With the pictures left out, reproduce exactly the lines running from the line with "Mark the girl, one" to the last line of the material below.

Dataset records
★ ★ ★ ★ ★
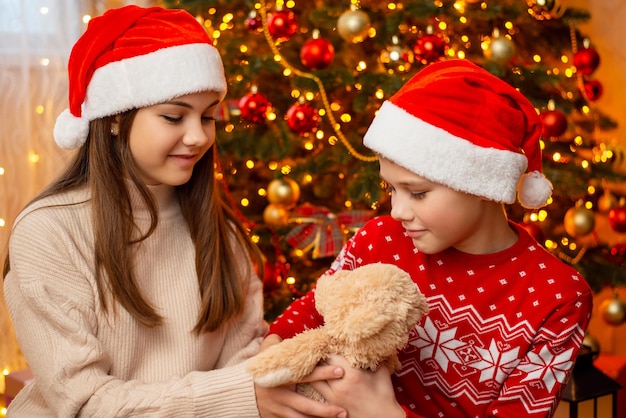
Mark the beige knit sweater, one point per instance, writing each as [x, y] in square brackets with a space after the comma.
[88, 364]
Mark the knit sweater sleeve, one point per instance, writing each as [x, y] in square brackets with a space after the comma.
[55, 311]
[539, 379]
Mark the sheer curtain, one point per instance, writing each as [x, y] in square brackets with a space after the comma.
[36, 37]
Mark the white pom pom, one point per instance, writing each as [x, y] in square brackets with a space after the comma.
[534, 190]
[69, 131]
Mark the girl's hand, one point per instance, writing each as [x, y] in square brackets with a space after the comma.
[362, 393]
[284, 402]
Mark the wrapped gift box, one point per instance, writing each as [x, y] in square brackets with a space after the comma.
[14, 382]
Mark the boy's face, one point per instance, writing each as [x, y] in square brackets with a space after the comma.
[435, 216]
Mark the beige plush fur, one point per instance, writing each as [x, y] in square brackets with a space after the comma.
[368, 314]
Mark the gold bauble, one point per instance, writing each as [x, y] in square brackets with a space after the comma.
[353, 25]
[276, 215]
[283, 191]
[606, 202]
[579, 221]
[397, 58]
[501, 50]
[613, 311]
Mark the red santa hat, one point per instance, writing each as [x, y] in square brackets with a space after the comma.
[133, 57]
[456, 124]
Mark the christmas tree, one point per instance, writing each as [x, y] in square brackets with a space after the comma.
[306, 78]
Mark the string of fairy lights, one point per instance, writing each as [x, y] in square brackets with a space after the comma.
[498, 45]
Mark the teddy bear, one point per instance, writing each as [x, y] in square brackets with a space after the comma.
[368, 313]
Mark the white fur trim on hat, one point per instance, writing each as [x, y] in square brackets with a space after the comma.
[69, 131]
[142, 81]
[534, 190]
[444, 158]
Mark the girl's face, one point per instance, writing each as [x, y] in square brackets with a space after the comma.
[167, 139]
[434, 216]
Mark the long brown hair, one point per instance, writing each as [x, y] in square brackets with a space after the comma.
[105, 164]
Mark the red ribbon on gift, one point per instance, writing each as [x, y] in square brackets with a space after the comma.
[321, 230]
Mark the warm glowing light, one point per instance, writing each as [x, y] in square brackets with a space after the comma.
[542, 215]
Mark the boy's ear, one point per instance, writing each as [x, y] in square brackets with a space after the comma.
[115, 123]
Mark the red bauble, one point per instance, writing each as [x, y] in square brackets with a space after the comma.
[253, 107]
[282, 25]
[429, 48]
[271, 276]
[534, 230]
[617, 218]
[554, 123]
[253, 22]
[586, 61]
[593, 89]
[317, 54]
[302, 118]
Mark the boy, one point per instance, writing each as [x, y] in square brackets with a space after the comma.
[506, 317]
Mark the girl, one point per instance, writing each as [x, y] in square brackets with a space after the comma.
[130, 283]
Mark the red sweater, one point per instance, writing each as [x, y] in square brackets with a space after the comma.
[502, 333]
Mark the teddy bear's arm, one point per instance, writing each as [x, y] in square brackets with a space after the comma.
[290, 360]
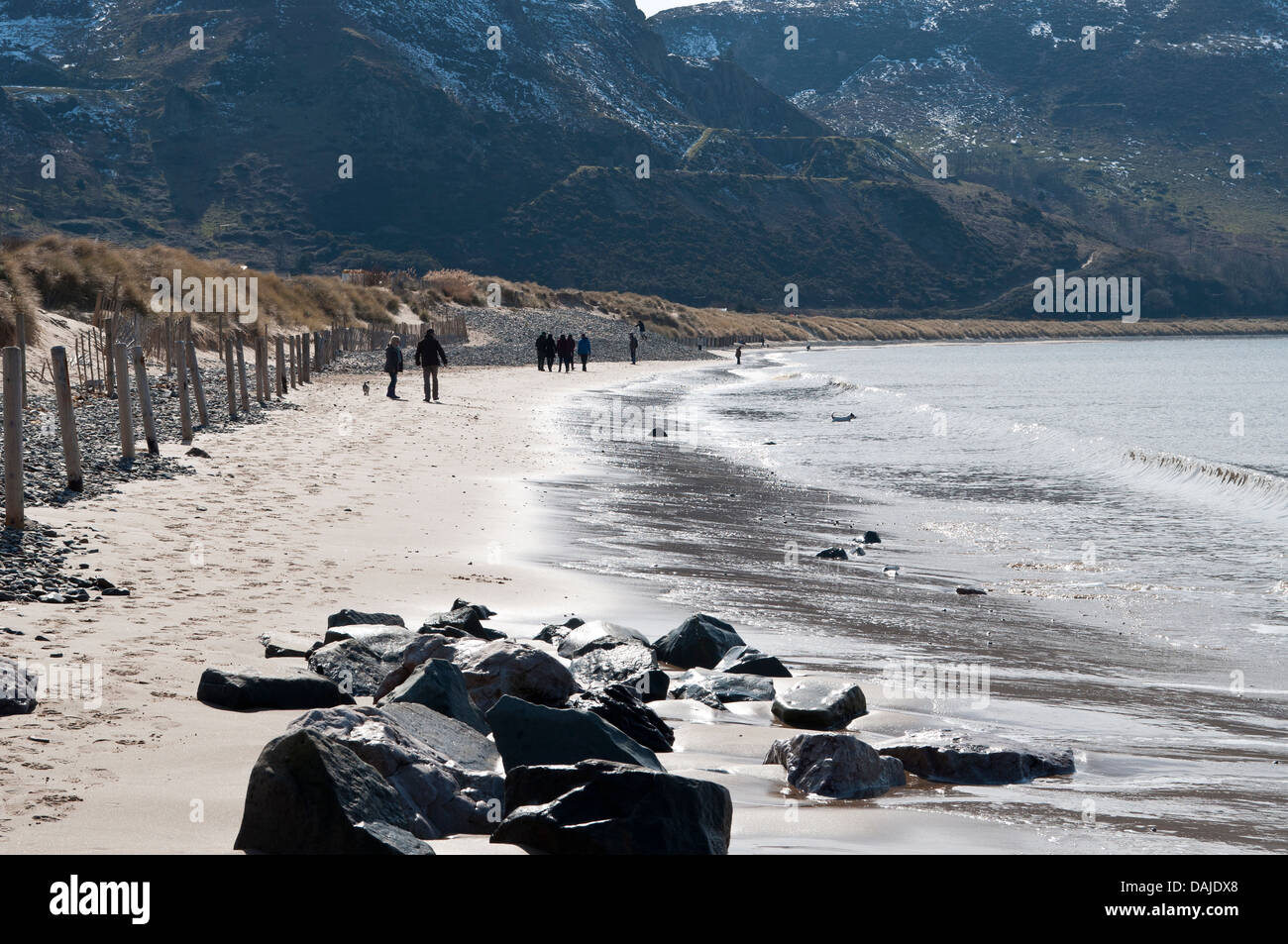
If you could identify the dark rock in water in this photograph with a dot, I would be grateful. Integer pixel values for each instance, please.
(483, 612)
(454, 745)
(432, 790)
(726, 687)
(527, 734)
(597, 635)
(947, 759)
(623, 708)
(836, 765)
(463, 621)
(819, 704)
(18, 687)
(253, 689)
(439, 685)
(618, 664)
(361, 664)
(597, 807)
(507, 668)
(352, 617)
(423, 648)
(698, 642)
(312, 796)
(651, 685)
(743, 659)
(287, 646)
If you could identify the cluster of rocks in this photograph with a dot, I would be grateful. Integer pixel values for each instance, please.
(509, 335)
(33, 565)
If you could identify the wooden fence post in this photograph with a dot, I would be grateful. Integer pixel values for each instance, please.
(180, 364)
(141, 381)
(232, 384)
(13, 498)
(67, 420)
(123, 399)
(198, 387)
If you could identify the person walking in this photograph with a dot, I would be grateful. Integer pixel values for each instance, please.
(393, 365)
(429, 355)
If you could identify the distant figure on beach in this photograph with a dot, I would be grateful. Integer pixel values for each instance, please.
(393, 365)
(429, 355)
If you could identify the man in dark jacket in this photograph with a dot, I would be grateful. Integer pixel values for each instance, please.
(393, 365)
(429, 355)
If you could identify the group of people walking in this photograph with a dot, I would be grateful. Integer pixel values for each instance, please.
(429, 357)
(565, 347)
★ ★ ★ ★ ★
§ **EXERCISE SOLUTION**
Mark the girl, one point per instance, writing each as [x, y] in square brackets with a space after the comma.
[130, 283]
Mark the red sweater, one point per instance, writing each as [x, y] in square brackets with a space after the comma.
[502, 333]
Mark the teddy bear's arm, one point per instance, writing each as [x, y] in square brackets with a space after the comma.
[290, 360]
If you could identify the dark rock in water in this photograph with a dot, I would be grateful. Integer pixel values for each instance, please.
(483, 612)
(454, 745)
(432, 790)
(726, 687)
(527, 734)
(597, 635)
(947, 759)
(623, 708)
(836, 765)
(463, 621)
(819, 704)
(18, 687)
(253, 689)
(439, 685)
(618, 664)
(361, 664)
(597, 807)
(507, 668)
(352, 617)
(423, 648)
(698, 642)
(312, 796)
(651, 685)
(743, 659)
(287, 646)
If you could identify the cluster of rocks in this photograph with a dot, I would be grateful. Integer pixel values for each instance, please.
(509, 335)
(33, 565)
If you could identify the wooden fence post in this photograph with a dot, I would be grateful. Integer pixel values for each instance, please.
(180, 364)
(141, 381)
(232, 384)
(13, 498)
(67, 420)
(123, 399)
(198, 387)
If you could identify the person walking in this photograph with a dot, I would be grateful. Integer pixel values for each instance, please.
(393, 365)
(429, 355)
If you could identify the distant figure on beach in this photograph with a dot, I would be grateful. Integer pixel values for each instance, please.
(393, 365)
(429, 355)
If you could identify the man in dark jacket in this photograph with a dot, I would be grateful. Integer pixel values for each instance, please.
(393, 365)
(429, 355)
If you could identify the group of people walking in this photograph with a dot, I would be grateful. Integer pixel values for each instance, please.
(429, 357)
(565, 347)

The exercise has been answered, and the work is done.